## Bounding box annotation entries
>> begin
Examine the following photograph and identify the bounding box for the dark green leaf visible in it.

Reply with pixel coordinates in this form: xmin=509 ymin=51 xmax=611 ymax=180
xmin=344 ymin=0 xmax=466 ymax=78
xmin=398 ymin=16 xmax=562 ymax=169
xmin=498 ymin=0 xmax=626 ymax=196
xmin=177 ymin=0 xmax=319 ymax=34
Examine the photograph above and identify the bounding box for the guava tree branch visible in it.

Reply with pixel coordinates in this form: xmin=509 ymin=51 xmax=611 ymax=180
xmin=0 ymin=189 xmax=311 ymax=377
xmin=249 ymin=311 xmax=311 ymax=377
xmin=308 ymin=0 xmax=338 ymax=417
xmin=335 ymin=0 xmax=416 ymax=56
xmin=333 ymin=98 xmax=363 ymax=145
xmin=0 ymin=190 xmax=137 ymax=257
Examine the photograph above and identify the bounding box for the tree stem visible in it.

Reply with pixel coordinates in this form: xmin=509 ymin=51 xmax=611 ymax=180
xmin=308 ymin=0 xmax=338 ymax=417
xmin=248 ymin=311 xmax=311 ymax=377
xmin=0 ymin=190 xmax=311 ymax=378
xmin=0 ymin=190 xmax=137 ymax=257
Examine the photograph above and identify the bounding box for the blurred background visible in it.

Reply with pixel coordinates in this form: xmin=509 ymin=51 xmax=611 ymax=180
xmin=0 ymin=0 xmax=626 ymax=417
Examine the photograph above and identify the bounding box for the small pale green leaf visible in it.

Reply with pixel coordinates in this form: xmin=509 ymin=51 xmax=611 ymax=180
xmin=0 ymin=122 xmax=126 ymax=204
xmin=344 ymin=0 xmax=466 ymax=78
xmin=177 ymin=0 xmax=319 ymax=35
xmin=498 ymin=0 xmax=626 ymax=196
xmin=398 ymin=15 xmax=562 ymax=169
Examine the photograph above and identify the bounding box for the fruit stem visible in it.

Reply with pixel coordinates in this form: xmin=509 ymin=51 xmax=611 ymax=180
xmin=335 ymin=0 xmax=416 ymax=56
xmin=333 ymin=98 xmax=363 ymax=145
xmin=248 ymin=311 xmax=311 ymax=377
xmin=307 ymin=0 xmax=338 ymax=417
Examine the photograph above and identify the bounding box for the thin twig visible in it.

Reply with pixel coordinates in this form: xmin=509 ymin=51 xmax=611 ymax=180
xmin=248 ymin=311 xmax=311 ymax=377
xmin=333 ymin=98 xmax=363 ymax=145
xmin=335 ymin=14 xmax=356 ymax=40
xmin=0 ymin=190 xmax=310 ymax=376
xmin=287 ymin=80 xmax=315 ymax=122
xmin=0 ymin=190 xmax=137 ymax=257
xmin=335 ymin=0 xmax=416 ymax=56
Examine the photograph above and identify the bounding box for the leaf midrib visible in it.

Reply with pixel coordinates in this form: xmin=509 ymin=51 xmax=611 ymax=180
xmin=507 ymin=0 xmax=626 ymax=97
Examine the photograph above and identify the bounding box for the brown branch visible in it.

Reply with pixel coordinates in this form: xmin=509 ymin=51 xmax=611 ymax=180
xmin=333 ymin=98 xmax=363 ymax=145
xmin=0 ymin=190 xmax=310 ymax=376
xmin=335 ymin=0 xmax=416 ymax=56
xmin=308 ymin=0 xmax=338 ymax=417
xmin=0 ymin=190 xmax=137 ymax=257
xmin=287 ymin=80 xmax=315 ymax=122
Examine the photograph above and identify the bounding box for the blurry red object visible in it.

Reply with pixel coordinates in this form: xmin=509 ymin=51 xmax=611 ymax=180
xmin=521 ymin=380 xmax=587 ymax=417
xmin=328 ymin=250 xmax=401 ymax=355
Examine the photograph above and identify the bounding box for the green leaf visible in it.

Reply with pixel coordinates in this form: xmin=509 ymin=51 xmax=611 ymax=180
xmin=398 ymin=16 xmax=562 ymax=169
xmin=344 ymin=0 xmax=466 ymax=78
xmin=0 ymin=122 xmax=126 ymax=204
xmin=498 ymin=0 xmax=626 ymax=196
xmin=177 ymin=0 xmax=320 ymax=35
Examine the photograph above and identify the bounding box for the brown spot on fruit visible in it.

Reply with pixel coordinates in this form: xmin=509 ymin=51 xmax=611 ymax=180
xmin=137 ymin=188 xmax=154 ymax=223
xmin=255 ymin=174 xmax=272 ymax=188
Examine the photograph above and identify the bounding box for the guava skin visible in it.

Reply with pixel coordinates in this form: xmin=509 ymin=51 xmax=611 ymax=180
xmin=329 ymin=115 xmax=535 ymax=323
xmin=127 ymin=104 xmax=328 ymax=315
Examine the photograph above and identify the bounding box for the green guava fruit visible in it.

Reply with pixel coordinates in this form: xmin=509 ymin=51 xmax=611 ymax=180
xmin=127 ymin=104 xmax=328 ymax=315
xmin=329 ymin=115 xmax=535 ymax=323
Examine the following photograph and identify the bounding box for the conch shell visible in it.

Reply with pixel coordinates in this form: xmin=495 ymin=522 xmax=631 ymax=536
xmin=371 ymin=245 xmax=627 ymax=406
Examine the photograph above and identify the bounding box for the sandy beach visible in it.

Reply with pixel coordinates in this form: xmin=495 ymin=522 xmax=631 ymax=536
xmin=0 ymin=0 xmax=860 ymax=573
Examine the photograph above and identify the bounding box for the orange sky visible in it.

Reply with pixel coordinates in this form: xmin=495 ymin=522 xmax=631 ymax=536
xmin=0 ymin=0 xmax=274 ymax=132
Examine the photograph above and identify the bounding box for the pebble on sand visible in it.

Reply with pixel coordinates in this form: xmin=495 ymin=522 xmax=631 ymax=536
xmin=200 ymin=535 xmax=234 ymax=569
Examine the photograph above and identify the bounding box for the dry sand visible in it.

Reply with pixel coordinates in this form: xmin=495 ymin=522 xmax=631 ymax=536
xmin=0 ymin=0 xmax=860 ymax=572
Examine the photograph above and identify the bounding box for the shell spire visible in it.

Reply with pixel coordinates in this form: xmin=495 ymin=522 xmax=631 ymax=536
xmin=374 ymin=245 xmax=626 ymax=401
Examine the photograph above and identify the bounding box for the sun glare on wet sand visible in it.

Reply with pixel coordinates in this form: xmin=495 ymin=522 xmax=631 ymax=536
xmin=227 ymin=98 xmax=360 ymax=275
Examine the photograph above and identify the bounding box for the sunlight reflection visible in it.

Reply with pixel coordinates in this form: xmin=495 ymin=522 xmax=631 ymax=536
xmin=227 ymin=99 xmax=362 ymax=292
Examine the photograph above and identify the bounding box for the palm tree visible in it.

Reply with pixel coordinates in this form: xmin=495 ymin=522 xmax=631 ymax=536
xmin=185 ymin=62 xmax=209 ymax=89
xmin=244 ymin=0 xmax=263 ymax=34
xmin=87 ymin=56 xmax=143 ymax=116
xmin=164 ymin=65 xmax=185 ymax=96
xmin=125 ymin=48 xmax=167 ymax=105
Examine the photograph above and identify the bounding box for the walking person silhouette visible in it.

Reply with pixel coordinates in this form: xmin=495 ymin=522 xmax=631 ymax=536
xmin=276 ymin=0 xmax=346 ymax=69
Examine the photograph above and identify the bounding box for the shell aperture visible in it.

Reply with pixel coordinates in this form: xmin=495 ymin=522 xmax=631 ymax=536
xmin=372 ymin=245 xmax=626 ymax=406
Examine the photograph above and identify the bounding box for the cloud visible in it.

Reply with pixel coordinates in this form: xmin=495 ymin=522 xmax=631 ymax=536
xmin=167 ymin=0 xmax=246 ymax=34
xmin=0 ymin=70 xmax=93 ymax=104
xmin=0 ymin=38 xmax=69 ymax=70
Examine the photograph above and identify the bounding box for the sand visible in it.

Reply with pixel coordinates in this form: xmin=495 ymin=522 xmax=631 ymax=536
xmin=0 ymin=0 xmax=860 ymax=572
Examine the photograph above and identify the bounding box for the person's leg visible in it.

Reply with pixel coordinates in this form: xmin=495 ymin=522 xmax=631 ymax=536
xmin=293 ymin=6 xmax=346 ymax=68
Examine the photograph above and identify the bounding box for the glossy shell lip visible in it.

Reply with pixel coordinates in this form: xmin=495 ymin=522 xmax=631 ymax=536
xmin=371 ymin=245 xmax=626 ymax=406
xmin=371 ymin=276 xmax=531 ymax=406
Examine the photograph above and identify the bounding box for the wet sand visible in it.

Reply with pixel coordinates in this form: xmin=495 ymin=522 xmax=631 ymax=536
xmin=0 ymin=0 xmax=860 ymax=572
>> end
## WRITTEN PROBLEM
Rewrite the records starting at the beginning and ending at the line containing "xmin=177 ymin=0 xmax=319 ymax=34", shifting every pixel coordinate in the answers up by 60. Keep all other wording unchanged, including the sample coordinates that show the reply format.

## RESULT OF THIS EXERCISE
Examine the following photograph and identify the bounding box for the dark green leaf visible in it.

Reply with pixel coordinates in this form: xmin=509 ymin=51 xmax=611 ymax=180
xmin=404 ymin=60 xmax=526 ymax=138
xmin=458 ymin=76 xmax=622 ymax=229
xmin=558 ymin=60 xmax=686 ymax=256
xmin=237 ymin=60 xmax=379 ymax=94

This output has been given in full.